= Available records =
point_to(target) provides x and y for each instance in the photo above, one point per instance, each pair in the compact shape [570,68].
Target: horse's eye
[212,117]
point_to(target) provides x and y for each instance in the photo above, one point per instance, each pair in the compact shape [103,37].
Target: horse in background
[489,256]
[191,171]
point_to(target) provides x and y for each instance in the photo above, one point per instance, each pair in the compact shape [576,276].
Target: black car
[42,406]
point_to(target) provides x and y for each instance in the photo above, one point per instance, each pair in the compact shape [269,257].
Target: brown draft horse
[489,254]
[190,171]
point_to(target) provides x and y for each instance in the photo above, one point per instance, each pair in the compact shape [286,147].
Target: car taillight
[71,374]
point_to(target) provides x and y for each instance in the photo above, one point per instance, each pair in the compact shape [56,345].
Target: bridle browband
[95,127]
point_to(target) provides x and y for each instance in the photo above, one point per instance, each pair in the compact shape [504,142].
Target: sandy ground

= Instructions to follow =
Please copy out each line of the material that contains the string "above".

= Solved problem =
point_to(target) provides x and y for each instance in the photo above, one point per instance, each pair in the compact shape [570,68].
point_to(target) provides x and y for each instance in the photo above, one point per instance, each pair in the compact shape [103,37].
point_to(target) provides x and y for each instance in the photo above, one point per instance, each pair in the compact shape [576,276].
point_to(target) provides x and y for each instance in the photo above, one point per instance, each pair in the compact shape [269,257].
point_to(target) provides x and y for each instance in the photo above, one point per instance, each pair in the compact shape [286,147].
point_to(target) provides x and y for each instance in the photo above, one point per instance, each pair in the compact shape [56,345].
point_to(target) provides x and y for each instance in the photo above, one point per instance, each pair in the compact shape [504,142].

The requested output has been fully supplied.